## Work to complete
Every single entry must be restated word for word.

[Recorded data]
-=-=-

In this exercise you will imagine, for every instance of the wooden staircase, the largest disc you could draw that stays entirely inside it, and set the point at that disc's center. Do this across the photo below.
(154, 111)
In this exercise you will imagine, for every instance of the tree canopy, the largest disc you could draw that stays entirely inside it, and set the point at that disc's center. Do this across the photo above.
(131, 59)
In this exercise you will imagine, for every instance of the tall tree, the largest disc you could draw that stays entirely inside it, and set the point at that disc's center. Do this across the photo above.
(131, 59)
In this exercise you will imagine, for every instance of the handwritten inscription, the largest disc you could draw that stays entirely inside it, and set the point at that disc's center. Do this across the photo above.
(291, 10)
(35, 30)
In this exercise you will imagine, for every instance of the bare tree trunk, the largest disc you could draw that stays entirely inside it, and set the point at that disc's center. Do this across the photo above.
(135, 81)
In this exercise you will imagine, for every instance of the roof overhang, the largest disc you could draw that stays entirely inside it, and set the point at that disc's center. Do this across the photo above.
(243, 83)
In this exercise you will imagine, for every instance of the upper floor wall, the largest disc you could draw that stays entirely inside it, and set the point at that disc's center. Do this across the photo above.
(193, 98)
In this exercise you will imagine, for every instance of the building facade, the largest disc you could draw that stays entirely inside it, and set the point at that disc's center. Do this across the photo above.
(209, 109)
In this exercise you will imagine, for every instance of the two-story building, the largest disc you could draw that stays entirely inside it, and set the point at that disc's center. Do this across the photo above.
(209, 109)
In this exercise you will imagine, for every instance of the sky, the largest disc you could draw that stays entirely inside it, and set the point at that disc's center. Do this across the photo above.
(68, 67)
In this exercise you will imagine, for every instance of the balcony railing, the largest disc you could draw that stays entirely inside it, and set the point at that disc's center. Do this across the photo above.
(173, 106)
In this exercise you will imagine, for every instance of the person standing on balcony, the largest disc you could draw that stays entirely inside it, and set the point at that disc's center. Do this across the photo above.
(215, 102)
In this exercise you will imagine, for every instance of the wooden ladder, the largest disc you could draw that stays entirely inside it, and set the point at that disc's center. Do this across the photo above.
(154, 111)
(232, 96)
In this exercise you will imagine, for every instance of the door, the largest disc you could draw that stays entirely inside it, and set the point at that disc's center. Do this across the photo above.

-=-=-

## Solution for this problem
In this exercise you will imagine, for every instance of the wooden staircase, the largest disc you could draw that stays entirely inside it, and set the point at that disc's center. Do this across the photo below.
(154, 111)
In this exercise you will imagine, for every instance of the tree canopy, the largest disc you could draw that stays entirely inside it, and set the point at that disc's center. Do this across the photo above.
(131, 59)
In this exercise you will imagine, for every instance of the tall tree, the largest disc you could draw that stays entirely inside it, and set the point at that disc's center. Do this across the photo above.
(131, 59)
In this exercise you will imagine, for every instance of the handwritten inscription, the largest disc you could draw that stays entirely inside it, and set the point at that disc's center. Do this across the photo above.
(291, 10)
(35, 30)
In this exercise you will imagine, for every instance of the bare tree trunk, the largest disc you could draw that stays entirely inside it, and set the point at that disc's center. Do this across the photo above.
(135, 81)
In this exercise you will imagine, for every instance of the roof overhang, the largest disc you could draw that stays entirely inside it, and set the point at that disc's center. Do this across the photo above.
(243, 83)
In this exercise you will imagine, for every instance of the upper floor wall, the largest disc you could draw that stays entirely inside it, and set the point at that disc's center. Do this across the photo above.
(193, 98)
In this exercise you will imagine, for every instance of the building facade, the largest disc you could draw that stays entirely inside it, and set the point at that disc's center. Do this across the photo above.
(209, 109)
In this exercise you will imagine, for every instance of the two-story building, the largest disc you could draw that stays entirely inside it, and set the point at that disc's center. Do this across the photo above.
(209, 109)
In this exercise you will imagine, for every instance of the sky, the largest disc you could draw that stays entirely inside it, and set the point at that disc's center. Do this across the photo above.
(68, 67)
In this exercise you will imagine, for every instance of the balcony railing, the largest disc you could draw that stays entirely inside it, and set the point at that disc's center. Do this across the photo above.
(173, 106)
In this exercise you will imagine, for every instance of the person standing on balcony, the largest disc you could draw that stays entirely inside it, and set the point at that disc's center. Do this across the photo above.
(215, 102)
In this exercise you will imagine, for every instance of the wooden ladder, the largest disc you could draw that stays entirely inside it, and set the point at that disc's center. Do this across the photo above.
(154, 111)
(232, 96)
In this exercise you will imagine, for every instance of the door, the largest disc you could draw that stays entirely inside it, and set the point at that disc's center. Do this across the photo above.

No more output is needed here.